=== Dataset records ===
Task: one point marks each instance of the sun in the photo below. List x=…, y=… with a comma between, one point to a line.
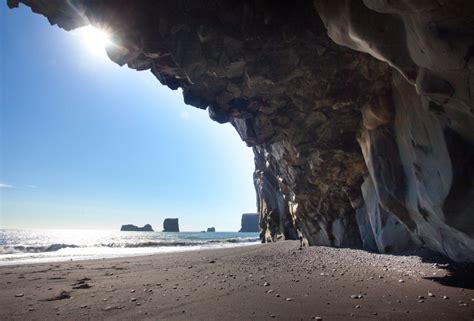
x=94, y=39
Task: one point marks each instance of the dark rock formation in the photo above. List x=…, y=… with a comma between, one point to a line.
x=249, y=222
x=170, y=225
x=131, y=227
x=360, y=112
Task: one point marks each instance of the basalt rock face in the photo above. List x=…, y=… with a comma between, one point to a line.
x=249, y=222
x=360, y=113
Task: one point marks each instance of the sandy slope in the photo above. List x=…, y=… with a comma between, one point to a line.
x=262, y=282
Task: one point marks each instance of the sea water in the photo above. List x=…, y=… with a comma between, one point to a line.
x=39, y=246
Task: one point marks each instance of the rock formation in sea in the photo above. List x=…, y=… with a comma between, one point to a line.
x=131, y=227
x=249, y=223
x=360, y=113
x=170, y=225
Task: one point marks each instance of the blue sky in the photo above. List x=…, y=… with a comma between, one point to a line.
x=91, y=145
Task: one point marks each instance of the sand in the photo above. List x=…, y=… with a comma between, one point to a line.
x=262, y=282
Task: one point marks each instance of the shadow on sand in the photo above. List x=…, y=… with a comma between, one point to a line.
x=459, y=275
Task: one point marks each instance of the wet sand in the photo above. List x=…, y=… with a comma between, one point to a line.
x=262, y=282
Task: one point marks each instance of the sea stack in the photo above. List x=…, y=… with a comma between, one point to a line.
x=134, y=228
x=249, y=222
x=170, y=225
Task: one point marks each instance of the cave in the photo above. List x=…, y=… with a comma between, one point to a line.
x=359, y=113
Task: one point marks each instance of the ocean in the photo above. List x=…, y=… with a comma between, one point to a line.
x=40, y=246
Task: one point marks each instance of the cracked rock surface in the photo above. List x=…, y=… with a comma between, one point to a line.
x=359, y=113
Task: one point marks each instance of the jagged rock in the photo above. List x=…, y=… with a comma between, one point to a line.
x=170, y=225
x=249, y=223
x=131, y=227
x=359, y=112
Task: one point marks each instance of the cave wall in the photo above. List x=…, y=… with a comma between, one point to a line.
x=359, y=113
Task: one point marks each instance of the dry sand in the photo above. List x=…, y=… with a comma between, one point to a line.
x=262, y=282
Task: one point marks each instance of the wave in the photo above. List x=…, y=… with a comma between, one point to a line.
x=6, y=249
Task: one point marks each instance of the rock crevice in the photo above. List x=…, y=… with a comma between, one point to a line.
x=360, y=113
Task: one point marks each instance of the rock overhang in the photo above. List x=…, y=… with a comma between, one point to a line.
x=350, y=106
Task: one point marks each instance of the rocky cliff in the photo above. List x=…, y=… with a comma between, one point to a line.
x=249, y=222
x=171, y=225
x=359, y=112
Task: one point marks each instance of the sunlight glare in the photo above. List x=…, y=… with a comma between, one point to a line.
x=94, y=39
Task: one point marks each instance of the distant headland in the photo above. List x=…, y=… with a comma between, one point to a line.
x=171, y=225
x=134, y=228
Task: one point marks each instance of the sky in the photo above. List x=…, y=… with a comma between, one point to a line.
x=87, y=144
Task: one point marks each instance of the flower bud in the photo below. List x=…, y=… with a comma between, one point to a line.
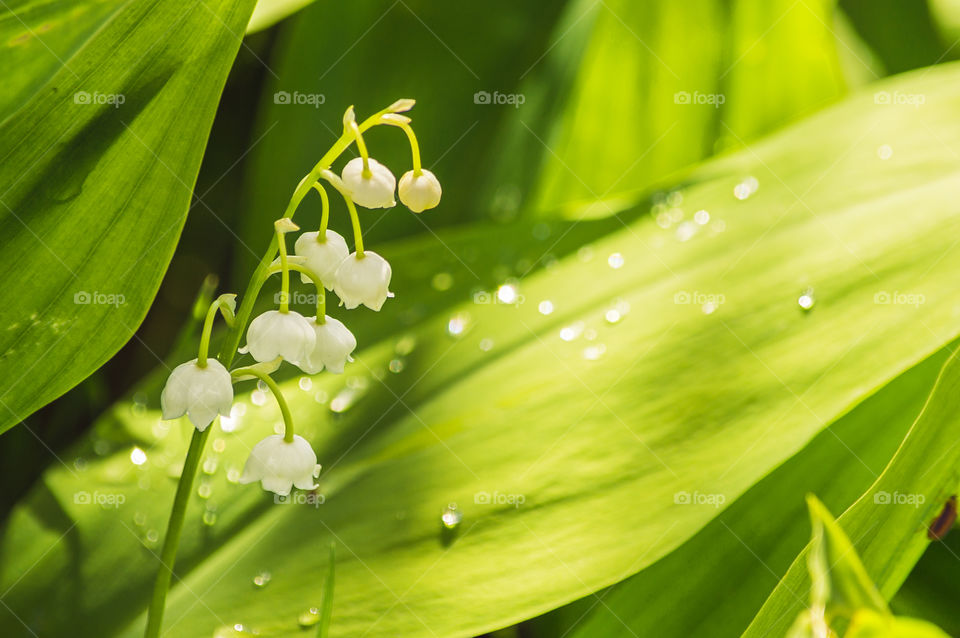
x=363, y=280
x=280, y=334
x=200, y=393
x=279, y=466
x=335, y=343
x=419, y=192
x=374, y=190
x=321, y=257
===
Assignment – The material must be restated verbatim. Its pictures must be omitted.

Answer to this task –
Task: one point marks each instance of the sun in the photo below. List x=…, y=… with a comma between, one point to a line.
x=94, y=39
Task: one point marks each instance of the dark rock formation in the photo above. List x=…, y=… with a comma between, one point to a line.
x=249, y=222
x=170, y=225
x=131, y=227
x=360, y=112
Task: one point marks each instance of the basalt rock face in the photo above. List x=…, y=… with a comma between, one point to a line.
x=249, y=222
x=360, y=113
Task: one point marks each instance of the sandy slope in the photo above. List x=…, y=… with a comma between, one point to a line.
x=262, y=282
Task: one point marks each instance of the sea water in the photo above. List x=…, y=… with a comma between, one point to a line.
x=39, y=246
Task: one point marks each instance of the rock formation in sea in the photo above. List x=…, y=… with a comma between, one point to a line.
x=131, y=227
x=249, y=223
x=360, y=113
x=170, y=225
Task: one point marks each instance of the blue sky in the photo above. List x=…, y=… with a comma between, one point to a line.
x=91, y=145
Task: one point marks each instance of the sand in the photo above. List x=…, y=… with a comma between, one point to a line.
x=262, y=282
Task: one point marks each instance of the shadow on sand in the photo above. List x=…, y=… with a comma between, one point to a line.
x=459, y=275
Task: one point marks each instance of the wet sand in the photo above. List x=…, y=… with a comma between, one point to a line.
x=262, y=282
Task: one point marks each instance of the sea stack in the photo above. List x=…, y=… with a comma between, one point to a line.
x=134, y=228
x=249, y=222
x=170, y=225
Task: one point marks each instance of the cave in the photo above. List x=…, y=… with a comma between, one point to a line.
x=359, y=113
Task: one point marks each instance of the ocean in the photo above. List x=…, y=… with a comma between, one point to a line.
x=40, y=246
Task: one point marks each instance of the cracked rock surface in the photo above. List x=…, y=… with a comma between, one point to a line.
x=359, y=113
Task: one point marks each instance of the jagged rock in the photo above. List x=…, y=… with a comma between, one point to a line.
x=170, y=225
x=249, y=223
x=131, y=227
x=359, y=112
Task: one point marks each instance of the cave wall in the photo above. List x=…, y=… with a comma between, one point to a line.
x=359, y=113
Task: one point marks each instance of the dry sand in the photo above. List x=…, y=… with a comma between, one point to a line.
x=262, y=282
Task: one point marks each instance of the wave in the photo above. List x=…, y=… with a comma between, one point to a line.
x=6, y=249
Task: one point marks each instance of the rock crevice in the photo above. List x=…, y=… with a comma between, one point to a line.
x=360, y=113
Task: one point marks each instance of the rock overhang in the photo above. List x=…, y=… with a comma between, one point to a line.
x=350, y=106
Task: one point marks each instance of the rocky cliff in the photo above. List x=…, y=… with a comma between, one point to a line.
x=249, y=222
x=171, y=225
x=359, y=112
Task: one point marks each instance of the sunlight glare in the photo above. List x=…, y=… with a comma between, one point to a line.
x=94, y=39
Task: one point marks each instance of the distant headland in the photo above. List x=…, y=… with a comma between, one point to a line.
x=171, y=225
x=134, y=228
Task: one point marks each instance of the sky in the photo above. List x=…, y=… with a comma between, one point to a line.
x=87, y=144
Task: one point marks each instance of the flower bud in the photo below. List x=…, y=… with a comma between, one point to a line.
x=363, y=280
x=280, y=334
x=200, y=393
x=279, y=466
x=335, y=343
x=419, y=192
x=374, y=190
x=321, y=257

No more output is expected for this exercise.